DATA SUPPLIED
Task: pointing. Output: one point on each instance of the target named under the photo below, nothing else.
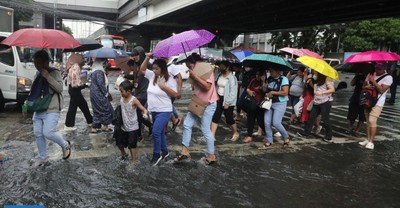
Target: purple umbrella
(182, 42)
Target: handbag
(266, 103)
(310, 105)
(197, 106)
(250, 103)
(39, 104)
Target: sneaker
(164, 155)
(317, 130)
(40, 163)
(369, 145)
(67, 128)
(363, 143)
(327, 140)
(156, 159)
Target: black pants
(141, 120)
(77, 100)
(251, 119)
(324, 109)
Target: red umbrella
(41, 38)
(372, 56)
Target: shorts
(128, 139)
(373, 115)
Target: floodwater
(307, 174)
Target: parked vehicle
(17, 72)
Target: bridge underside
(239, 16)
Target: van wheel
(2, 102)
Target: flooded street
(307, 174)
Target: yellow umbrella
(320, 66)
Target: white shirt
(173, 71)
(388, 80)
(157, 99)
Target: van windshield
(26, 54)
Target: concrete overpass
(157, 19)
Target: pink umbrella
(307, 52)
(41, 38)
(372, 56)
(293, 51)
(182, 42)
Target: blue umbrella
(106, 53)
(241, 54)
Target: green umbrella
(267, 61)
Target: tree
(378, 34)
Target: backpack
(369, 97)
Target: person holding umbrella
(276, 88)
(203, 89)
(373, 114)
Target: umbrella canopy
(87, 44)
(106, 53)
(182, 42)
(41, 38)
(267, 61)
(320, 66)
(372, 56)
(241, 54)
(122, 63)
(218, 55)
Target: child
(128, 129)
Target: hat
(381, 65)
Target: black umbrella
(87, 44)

==

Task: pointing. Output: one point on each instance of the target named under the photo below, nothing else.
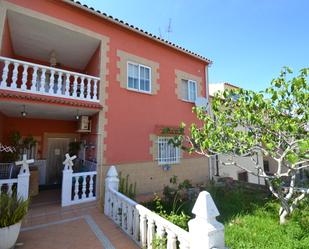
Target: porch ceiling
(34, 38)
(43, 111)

...

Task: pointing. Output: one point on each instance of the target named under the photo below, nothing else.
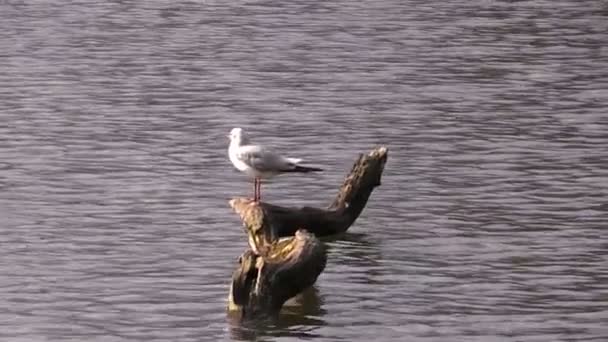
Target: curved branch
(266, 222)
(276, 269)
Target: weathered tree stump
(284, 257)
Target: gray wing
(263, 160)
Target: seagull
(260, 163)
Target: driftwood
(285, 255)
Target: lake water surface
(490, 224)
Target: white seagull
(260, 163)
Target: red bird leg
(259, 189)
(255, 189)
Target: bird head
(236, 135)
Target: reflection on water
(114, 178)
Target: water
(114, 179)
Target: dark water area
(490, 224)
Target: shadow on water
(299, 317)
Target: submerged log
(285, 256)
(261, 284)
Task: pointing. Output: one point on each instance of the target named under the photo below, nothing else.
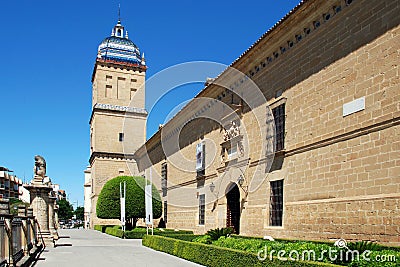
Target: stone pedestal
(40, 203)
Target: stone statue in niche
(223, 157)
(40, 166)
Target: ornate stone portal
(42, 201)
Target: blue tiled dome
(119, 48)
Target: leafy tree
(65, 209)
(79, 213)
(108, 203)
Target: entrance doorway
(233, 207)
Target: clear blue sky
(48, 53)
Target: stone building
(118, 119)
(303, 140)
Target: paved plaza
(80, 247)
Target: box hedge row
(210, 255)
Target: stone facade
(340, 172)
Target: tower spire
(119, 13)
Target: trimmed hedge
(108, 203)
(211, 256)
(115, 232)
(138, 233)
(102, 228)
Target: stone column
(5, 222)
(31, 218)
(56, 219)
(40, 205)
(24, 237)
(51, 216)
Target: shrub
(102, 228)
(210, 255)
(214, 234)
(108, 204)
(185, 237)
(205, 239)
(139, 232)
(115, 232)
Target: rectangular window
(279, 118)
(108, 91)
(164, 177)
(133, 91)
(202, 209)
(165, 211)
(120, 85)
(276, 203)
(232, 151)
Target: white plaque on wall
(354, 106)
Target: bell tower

TASK DETAILS
Within the material above, the line with "Target: paved plaza" opens the range and the line with "Target: bell tower" closes it; reproduce that range word for word.

SOLUTION TO THE PROBLEM
Target: paved plaza
(80, 247)
Target: box hedge row
(210, 255)
Target: stone facade
(340, 172)
Target: tower spire
(119, 13)
Target: trimmed hedge
(108, 203)
(211, 256)
(115, 232)
(138, 233)
(102, 228)
Target: stone column
(5, 222)
(31, 218)
(56, 219)
(40, 205)
(24, 237)
(51, 216)
Target: shrub
(102, 228)
(210, 255)
(214, 234)
(108, 204)
(185, 237)
(205, 239)
(139, 232)
(115, 232)
Target: rectangular window
(279, 118)
(108, 91)
(164, 177)
(133, 91)
(202, 209)
(165, 211)
(120, 85)
(276, 203)
(232, 151)
Target: white plaque on wall
(354, 106)
Target: bell tower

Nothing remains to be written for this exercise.